QUOTED TEXT:
Water molecule (H₂0):-

• Shape- Bent
• Geometry- Tetrahedral

Ammonia molecule (NH₃):-

• Shape - Trigonal pyramidal
• Geometry - Distorted tetrahedral.

Explanation:

• The shape of molecules may be predicted using the Valence Shell Electron Pair Repulsion Theory (VSEPR theory).
• The foundation of the VSEPR theory is the idea that all atoms have a repulsion between their pairs of valence electrons, and that atoms naturally organize themselves to reduce this repulsion as much as possible.
• The order of repulsion between electron pairs may be described using the VSEPR theory as follows:

  Lone pair-Lone pair > Lone pair-Bond pair > Bond pair-Bond pair repulsions.

• We may use the following formula to determine the structure of a molecule:

        $n=\frac{(V+M-C+A)}{2}$

Where, V ⇒ No. of valence electrons of the central atom

M ⇒ No. of monovalent atoms attached to central atom

C ⇒ No. of cations

A ⇒ No. of anions

For Water (H₂O) molecule:-

• The oxygen atom, which is the centre atom, is known to have six valence electrons. Thus, V=6.
• We also know that in water molecules, there are two hydrogen atoms connected to the oxygen. Thus, M=2.
• Water molecules don't contain either anion or cation, hence the values of A and C are both zero.
• Now, if we put these numbers into the above equation, we get:

         $n=\frac{(6+2)}{2}=4$

• Thus, there are four no.orbitals or electron pairs involved is 4.
• Since oxygen has six valences, it shares two electrons—one with each hydrogen—and the other four electrons form the two oxygen lone pairs.
• A water molecule therefore consists of two lone pairs and two bond pairs. Because of the repulsion between lone pair-lone pair, it takes on a bent or V-shape.

SET EXERCISE A:
Answer these from the text on molecular shapes:
(i) What geometry does it give for the ammonia molecule?
(ii) What does M stand for in the formula?
(iii) What value of n does it calculate for water?
SET EXERCISE B: Extend the text on molecular shapes, picking up after its final sentence about the water molecule.

Recorded data:
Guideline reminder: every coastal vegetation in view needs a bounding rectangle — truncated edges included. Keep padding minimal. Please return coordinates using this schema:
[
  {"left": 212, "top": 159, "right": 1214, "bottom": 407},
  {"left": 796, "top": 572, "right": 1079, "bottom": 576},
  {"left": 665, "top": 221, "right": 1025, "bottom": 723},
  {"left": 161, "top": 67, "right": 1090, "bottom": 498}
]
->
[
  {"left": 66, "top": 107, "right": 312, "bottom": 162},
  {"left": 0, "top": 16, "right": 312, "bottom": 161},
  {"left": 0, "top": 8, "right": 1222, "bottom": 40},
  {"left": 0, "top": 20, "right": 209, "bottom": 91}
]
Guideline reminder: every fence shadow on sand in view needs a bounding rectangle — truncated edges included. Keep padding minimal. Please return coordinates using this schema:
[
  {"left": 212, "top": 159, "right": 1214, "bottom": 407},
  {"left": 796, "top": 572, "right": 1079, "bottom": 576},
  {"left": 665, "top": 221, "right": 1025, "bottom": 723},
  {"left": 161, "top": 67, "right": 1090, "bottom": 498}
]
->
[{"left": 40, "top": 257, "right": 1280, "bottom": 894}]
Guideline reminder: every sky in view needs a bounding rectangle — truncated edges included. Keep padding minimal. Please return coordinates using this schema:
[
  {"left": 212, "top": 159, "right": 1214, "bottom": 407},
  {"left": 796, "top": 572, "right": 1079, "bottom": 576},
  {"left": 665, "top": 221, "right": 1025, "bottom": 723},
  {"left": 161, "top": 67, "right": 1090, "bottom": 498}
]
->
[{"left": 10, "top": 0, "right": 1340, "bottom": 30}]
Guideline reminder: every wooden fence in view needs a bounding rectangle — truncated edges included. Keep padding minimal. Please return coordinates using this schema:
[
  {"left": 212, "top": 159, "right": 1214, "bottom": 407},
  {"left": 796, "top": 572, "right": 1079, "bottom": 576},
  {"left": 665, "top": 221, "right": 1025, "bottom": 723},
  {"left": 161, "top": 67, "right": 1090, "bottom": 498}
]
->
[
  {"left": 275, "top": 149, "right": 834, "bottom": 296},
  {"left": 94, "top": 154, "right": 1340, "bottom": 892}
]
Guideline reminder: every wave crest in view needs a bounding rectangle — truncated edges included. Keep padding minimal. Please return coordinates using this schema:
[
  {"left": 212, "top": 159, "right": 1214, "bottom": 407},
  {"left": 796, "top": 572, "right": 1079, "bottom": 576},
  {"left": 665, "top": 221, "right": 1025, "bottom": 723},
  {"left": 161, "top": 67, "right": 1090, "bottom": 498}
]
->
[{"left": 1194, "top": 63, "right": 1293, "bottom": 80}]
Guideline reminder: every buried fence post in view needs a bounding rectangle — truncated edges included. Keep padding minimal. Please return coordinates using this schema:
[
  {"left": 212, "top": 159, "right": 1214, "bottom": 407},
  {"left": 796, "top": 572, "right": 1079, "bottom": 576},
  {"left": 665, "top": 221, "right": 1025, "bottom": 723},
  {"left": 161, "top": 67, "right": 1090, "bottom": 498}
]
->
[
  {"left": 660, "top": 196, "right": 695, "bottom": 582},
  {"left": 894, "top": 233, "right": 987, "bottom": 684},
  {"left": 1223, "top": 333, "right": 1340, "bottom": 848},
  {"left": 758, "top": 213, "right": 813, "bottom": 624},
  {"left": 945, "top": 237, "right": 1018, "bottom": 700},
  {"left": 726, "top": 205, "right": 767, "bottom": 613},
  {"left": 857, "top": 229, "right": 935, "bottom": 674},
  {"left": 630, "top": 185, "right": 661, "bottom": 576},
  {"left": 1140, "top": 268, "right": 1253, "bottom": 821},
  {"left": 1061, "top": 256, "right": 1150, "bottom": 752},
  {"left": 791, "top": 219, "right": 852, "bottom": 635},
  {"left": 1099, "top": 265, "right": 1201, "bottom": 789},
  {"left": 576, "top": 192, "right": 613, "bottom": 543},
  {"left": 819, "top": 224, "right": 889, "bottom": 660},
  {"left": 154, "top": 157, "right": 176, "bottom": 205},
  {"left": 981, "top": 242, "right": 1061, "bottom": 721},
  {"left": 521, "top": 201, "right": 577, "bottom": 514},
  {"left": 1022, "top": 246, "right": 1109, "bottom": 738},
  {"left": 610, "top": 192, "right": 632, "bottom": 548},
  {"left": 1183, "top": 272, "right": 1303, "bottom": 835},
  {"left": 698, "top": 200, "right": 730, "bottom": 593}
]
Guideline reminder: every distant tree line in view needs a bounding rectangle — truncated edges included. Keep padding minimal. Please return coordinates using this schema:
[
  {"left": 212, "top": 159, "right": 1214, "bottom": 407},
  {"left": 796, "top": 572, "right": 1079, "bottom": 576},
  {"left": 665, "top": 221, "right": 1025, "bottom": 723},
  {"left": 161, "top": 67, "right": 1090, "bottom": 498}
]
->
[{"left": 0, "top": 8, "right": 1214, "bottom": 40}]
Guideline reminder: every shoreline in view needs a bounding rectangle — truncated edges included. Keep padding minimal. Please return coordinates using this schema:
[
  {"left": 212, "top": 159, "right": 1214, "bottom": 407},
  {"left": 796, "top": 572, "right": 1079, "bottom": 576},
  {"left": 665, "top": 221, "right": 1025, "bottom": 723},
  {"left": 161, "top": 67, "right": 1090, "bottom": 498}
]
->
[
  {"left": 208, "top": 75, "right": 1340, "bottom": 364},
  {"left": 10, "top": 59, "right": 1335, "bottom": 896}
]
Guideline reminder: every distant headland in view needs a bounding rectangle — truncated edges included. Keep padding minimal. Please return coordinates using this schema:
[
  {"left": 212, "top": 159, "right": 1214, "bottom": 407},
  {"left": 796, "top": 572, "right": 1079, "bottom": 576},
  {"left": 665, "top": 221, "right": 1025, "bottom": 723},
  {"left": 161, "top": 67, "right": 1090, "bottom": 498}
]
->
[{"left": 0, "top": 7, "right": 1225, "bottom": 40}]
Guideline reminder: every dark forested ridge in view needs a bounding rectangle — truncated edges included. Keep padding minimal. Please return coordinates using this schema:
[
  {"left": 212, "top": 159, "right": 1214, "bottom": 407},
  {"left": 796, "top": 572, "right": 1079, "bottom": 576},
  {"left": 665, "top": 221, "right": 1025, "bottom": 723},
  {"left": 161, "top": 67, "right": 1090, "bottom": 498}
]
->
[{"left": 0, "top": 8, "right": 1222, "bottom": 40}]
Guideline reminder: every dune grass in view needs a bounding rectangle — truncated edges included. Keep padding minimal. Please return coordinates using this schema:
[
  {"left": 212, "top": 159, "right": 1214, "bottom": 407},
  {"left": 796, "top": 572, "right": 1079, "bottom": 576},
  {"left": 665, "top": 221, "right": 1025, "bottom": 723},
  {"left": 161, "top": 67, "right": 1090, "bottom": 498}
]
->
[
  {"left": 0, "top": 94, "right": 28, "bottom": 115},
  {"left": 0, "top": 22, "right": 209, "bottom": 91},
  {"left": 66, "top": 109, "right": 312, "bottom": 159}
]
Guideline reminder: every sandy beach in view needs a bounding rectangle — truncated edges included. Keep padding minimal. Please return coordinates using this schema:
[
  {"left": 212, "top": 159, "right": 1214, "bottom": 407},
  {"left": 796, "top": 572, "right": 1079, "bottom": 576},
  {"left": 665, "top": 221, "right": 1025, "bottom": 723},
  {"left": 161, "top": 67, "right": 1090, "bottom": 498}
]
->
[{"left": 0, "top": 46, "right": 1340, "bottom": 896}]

TASK RESPONSE A:
(i) Distorted tetrahedral
(ii) The number of monovalent atoms attached to the central atom
(iii) 4

TASK RESPONSE B:
• Furthermore, the oxygen atom is sp³ hybridised in the water molecule, resulting in a tetrahedral geometry.
• The H-O-H bond angle is 104.5°, however, slightly less than the tetrahedral bond angle of 109° because of the lone-pair lone-pair repulsion.

For NH₃ (Ammonia) molecule:-

• The nitrogen atom, which is the centre atom, is known to have five valence electrons. Thus, V = 5
• We also know that in ammonia molecules, there are three hydrogen atoms connected to the oxygen. Thus, M = 3.
• Ammonia molecules don't contain either anion or cation, hence the values of A and C are both zero.
• Now, if we put these numbers into the above equation, we get:
•          $n=\frac{(5+3)}{2}=4$

• Thus, there are four no.orbitals or electron pairs involved is 4.
• Since nitrogen has five valences, it shares three electrons—one with each hydrogen—and the other two electrons form the one oxygen lone pairs.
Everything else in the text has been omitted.